Aufgabe 1: Übersetze bitte diesen Satz aus dem Dokument über die Kosten bei Einziehung des Erbscheins ins Englische: „Wird diese Pflicht verletzt, können unnötige Folgeverfahren entstehen.“
Aufgabe 2: Fasse das Dokument über die Kosten bei Einziehung des Erbscheins in zwei Sätzen zusammen.

Kosten bei Einziehung des Erbscheins: Wer zahlt bei vergessener Anhörung?
Im Erbscheinsverfahren hat das Nachlassgericht die Pflicht, alle potenziell am Nachlass Beteiligten anzuhören. Wird diese Pflicht verletzt, können unnötige Folgeverfahren entstehen. Das Oberlandesgericht (OLG) München hat in einem Beschluss vom 5. September 2025 (Az.: 33 Wx 332/24 e) entschieden, dass die Kosten eines Einziehungsverfahrens dem Gericht auferlegt werden können, wenn das Verfahren allein durch einen vorherigen Anhörungsmangel initiiert wurde.

Datenabschnitt:
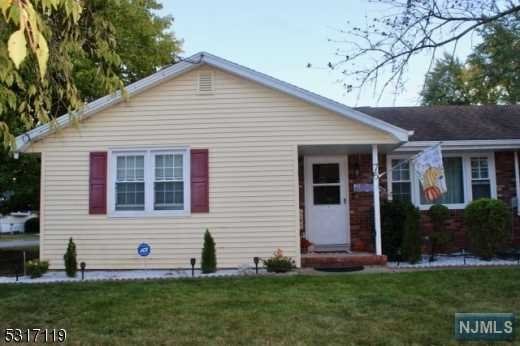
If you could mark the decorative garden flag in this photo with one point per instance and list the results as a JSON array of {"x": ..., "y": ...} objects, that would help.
[{"x": 430, "y": 171}]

Richtige Lösung 1: If this duty is violated, unnecessary follow-up proceedings may arise.

Richtige Lösung 2: Im Erbscheinsverfahren muss das Nachlassgericht alle potenziell am Nachlass Beteiligten anhören, und wird diese Pflicht verletzt, können unnötige Folgeverfahren entstehen. Das Oberlandesgericht München hat mit Beschluss vom 5. September 2025 (Az.: 33 Wx 332/24 e) entschieden, dass die Kosten eines Einziehungsverfahrens dem Gericht auferlegt werden können, wenn das Verfahren allein durch einen vorherigen Anhörungsmangel initiiert wurde.